Escalation and Follow-Up

Escalation and follow-up is part of meeting I 1.4. For dental nurses this means ensuring concerns raised by patients or staff reach the right person and are recorded, not left informal.
Communication in dental nursing is practical patient-safety work. It supports consent, dignity, reassurance, accurate records, handover and escalation when needed.
In practice this appears in everyday moments: a patient who seems unsure, a receptionist seeking guidance, a dentist moving through a busy list, a trainee needing feedback, a digital message, or a colleague unsure about raising a concern. Interpersonal skill is responding with care, clear language and professional judgement.
Practical markers
- Notice: recognise what the patient, colleague, situation or system is communicating.
- Choose: select a communication method, team route or escalation step that fits the context.

**Study material:**
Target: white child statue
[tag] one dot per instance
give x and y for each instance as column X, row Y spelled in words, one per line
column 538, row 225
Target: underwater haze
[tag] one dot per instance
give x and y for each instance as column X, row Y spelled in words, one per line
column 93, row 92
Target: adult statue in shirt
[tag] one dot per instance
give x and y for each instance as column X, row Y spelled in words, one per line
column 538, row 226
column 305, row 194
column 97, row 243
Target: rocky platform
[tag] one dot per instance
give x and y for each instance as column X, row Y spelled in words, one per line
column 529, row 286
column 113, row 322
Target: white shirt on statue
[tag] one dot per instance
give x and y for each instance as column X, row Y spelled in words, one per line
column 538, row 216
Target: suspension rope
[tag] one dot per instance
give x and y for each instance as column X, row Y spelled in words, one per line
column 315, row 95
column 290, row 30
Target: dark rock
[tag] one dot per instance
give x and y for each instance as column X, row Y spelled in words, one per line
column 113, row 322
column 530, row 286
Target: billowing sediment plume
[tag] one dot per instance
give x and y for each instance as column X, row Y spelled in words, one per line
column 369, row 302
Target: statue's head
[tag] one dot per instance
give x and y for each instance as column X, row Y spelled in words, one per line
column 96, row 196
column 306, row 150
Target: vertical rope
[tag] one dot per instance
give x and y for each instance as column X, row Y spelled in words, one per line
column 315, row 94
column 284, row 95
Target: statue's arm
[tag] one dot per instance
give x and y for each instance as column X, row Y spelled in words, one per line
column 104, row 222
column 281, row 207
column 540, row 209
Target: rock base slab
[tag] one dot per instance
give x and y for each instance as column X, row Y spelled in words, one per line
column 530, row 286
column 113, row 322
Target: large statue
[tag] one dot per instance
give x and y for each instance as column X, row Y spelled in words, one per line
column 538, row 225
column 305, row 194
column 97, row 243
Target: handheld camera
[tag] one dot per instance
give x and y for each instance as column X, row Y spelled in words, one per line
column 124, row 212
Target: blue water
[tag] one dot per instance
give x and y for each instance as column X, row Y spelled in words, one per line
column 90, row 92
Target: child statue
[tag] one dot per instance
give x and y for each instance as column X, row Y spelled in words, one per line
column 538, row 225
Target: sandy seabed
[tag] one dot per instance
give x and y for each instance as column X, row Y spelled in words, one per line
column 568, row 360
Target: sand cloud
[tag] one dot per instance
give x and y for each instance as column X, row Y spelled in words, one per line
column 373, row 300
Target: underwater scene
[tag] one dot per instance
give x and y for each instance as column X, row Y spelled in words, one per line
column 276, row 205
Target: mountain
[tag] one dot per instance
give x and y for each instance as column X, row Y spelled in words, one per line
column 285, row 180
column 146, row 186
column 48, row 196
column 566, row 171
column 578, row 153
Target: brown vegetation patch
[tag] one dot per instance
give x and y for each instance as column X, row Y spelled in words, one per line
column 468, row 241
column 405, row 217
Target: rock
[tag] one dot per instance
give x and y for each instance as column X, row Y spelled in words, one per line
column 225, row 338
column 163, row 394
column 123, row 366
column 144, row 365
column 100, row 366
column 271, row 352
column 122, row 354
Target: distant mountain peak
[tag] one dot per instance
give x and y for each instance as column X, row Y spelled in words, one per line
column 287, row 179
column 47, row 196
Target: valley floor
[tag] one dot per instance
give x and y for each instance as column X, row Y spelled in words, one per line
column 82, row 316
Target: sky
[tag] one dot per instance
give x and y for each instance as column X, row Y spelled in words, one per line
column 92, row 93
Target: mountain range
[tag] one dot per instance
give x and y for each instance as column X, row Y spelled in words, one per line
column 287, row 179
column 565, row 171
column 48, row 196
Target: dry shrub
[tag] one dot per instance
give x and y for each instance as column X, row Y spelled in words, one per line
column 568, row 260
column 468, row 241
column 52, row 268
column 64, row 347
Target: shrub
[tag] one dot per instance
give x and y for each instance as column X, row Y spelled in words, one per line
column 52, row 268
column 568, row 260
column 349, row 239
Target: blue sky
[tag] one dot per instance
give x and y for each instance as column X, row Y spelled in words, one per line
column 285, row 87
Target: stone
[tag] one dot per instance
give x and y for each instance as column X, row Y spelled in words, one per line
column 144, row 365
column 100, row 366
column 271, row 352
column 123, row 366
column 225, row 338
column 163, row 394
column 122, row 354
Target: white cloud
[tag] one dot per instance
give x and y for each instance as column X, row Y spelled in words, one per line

**Requirement 1:**
Answer these about the escalation and follow-up text, one line each:
(a) What does escalation and follow-up mean for dental nurses?
(b) What does communication in dental nursing support?
(c) What does the "Choose" marker involve?
**Requirement 2:** Please carry on the escalation and follow-up text from its last line.

**Response area 1:**
(a) Ensuring concerns raised by patients or staff reach the right person and are recorded, not left informal.
(b) Consent, dignity, reassurance, accurate records, handover and escalation when needed.
(c) Selecting a communication method, team route or escalation step that fits the context.

**Response area 2:**
- Respect: observe role boundaries, confidentiality, dignity, cultural needs and emotional impact.
- Check: confirm understanding, responsibility and whether the next person has the information they need.
- Follow up: record actions, provide feedback, use supervision or raise a concern where appropriate.
Useful language can be simple: "Can I check how the patient would prefer us to explain this before we continue?" It is calm, professional and gives the team a clear reason to pause, clarify or escalate.
Effective and sensitive spoken, written and electronic communication with the public helps dental nurses protect patient dignity, team trust and safe care.